• [Work to do]:
In the Sun Ra concert recollection, where did the band say their next gig would be?

I had the distinct pleasure to see Sun Ra in Austin at Liberty Lunch around 1990. It was a highlight of my life. Sun Ra himself didn’t appear until sometime towards the end of the first song, an almost endless free jazz piece that was immediately followed by one of the horn players crooning a Duke Ellington ballad. Sun Ra was an imposing figure, a big man in a long, light robe. At the end of the set the the audience applauded crazily, calling for more. One of the band members emerged to let the crowd know they were done for the night and that their next gig would be in Japan, should anyone present want to come along.

Just two nights earlier I’d had a bunch of mushrooms and weed, convinced after a couple of hours that my best friend had brought the video we were watching because it was his way of telling me that we were both alien beings. And that he’d been advised by our superiors to prepare me for returning to our home planet.

I started crying once I’d figured this out. My friend turned to me and asked if I understood why he’d brought the video. I told him yes. He asked me to tell him what I thought. I told him my insight about us being aliens; at the end of my story he looked at me and said, “Uh, yeah. That’s why.” Then he turned back towards the tv.

A few minutes later he turned back to me and asked, “Wait, are you serious? Do you think you and I are aliens about to return to our home planet?” I said I did. He rewound the videotape and said, “Okay, we need to watch this again. We’re not aliens.”

The video was the episode of “Miami Vice” with James Brown as a contact for aliens. Anyway, I bring this up because after the Sun Ra concert, I was relieved that I hadn’t done the mushrooms that evening instead. I’d have followed the band to Japan.

• [Point-based annotation data]:
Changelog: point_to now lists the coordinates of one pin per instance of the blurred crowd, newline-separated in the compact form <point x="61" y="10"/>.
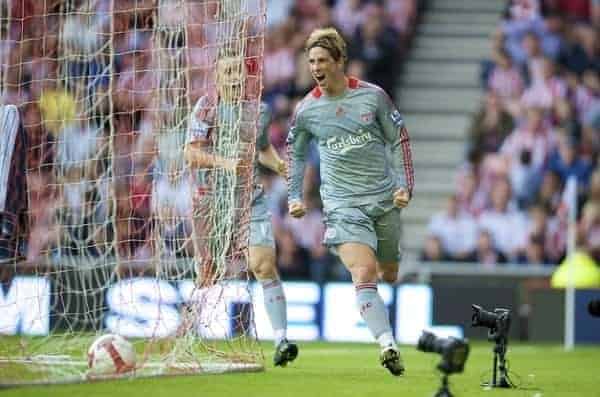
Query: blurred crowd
<point x="538" y="127"/>
<point x="84" y="77"/>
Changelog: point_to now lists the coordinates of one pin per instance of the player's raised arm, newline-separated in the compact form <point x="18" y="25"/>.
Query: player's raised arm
<point x="297" y="141"/>
<point x="397" y="135"/>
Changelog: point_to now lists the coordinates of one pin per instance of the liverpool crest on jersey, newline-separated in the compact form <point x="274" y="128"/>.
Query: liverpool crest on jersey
<point x="367" y="118"/>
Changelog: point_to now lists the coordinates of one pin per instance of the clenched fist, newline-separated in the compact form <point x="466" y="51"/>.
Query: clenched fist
<point x="401" y="198"/>
<point x="297" y="209"/>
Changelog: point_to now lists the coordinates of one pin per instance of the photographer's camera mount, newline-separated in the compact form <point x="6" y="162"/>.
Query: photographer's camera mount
<point x="498" y="324"/>
<point x="454" y="354"/>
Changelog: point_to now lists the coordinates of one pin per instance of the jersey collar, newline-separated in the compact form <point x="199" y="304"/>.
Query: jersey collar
<point x="352" y="84"/>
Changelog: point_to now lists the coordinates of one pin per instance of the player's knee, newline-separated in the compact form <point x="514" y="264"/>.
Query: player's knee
<point x="388" y="272"/>
<point x="389" y="276"/>
<point x="264" y="267"/>
<point x="364" y="273"/>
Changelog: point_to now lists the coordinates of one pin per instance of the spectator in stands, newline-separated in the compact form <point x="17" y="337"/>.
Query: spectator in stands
<point x="507" y="225"/>
<point x="587" y="94"/>
<point x="565" y="162"/>
<point x="456" y="230"/>
<point x="549" y="92"/>
<point x="376" y="43"/>
<point x="589" y="229"/>
<point x="549" y="193"/>
<point x="590" y="134"/>
<point x="535" y="136"/>
<point x="534" y="251"/>
<point x="505" y="79"/>
<point x="348" y="15"/>
<point x="490" y="126"/>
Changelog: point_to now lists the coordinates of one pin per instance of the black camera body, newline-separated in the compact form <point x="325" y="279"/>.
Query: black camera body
<point x="454" y="351"/>
<point x="497" y="322"/>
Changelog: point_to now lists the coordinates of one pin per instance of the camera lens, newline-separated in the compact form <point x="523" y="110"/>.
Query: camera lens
<point x="483" y="318"/>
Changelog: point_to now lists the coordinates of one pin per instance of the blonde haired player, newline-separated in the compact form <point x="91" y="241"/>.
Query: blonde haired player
<point x="366" y="174"/>
<point x="226" y="107"/>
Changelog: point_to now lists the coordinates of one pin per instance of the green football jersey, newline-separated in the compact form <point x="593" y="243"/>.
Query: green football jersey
<point x="363" y="146"/>
<point x="215" y="122"/>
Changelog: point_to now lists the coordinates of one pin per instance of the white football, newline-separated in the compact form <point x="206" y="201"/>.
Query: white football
<point x="111" y="354"/>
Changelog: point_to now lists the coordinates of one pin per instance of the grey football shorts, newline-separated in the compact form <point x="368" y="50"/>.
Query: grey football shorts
<point x="376" y="225"/>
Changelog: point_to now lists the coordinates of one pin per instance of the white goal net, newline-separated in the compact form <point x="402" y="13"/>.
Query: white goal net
<point x="120" y="235"/>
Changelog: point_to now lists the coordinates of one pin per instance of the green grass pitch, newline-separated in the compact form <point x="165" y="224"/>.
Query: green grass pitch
<point x="329" y="369"/>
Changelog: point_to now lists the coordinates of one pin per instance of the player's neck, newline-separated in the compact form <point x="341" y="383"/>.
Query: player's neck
<point x="337" y="87"/>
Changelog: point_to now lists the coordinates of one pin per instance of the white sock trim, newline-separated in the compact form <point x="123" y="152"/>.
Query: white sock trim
<point x="387" y="340"/>
<point x="280" y="334"/>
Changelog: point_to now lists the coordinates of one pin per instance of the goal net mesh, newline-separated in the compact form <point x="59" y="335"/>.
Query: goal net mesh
<point x="122" y="236"/>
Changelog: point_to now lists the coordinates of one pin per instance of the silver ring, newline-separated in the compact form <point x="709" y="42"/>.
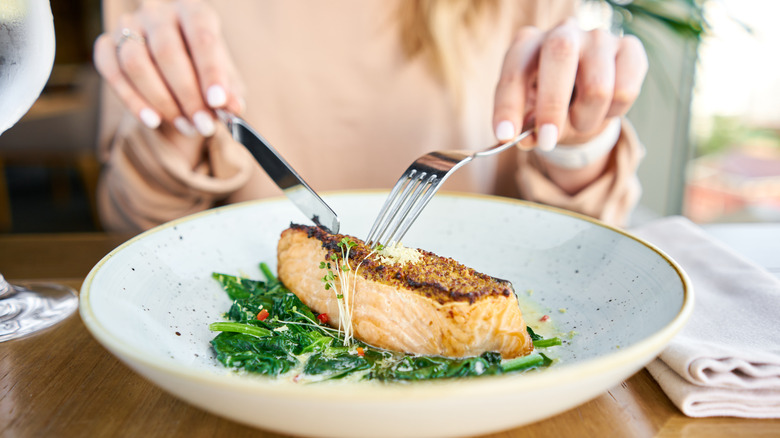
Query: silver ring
<point x="128" y="35"/>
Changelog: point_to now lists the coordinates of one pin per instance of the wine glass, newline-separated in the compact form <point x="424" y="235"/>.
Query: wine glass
<point x="26" y="59"/>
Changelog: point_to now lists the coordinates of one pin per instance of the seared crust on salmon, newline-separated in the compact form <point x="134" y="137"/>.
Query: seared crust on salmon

• [Exercise solution]:
Japan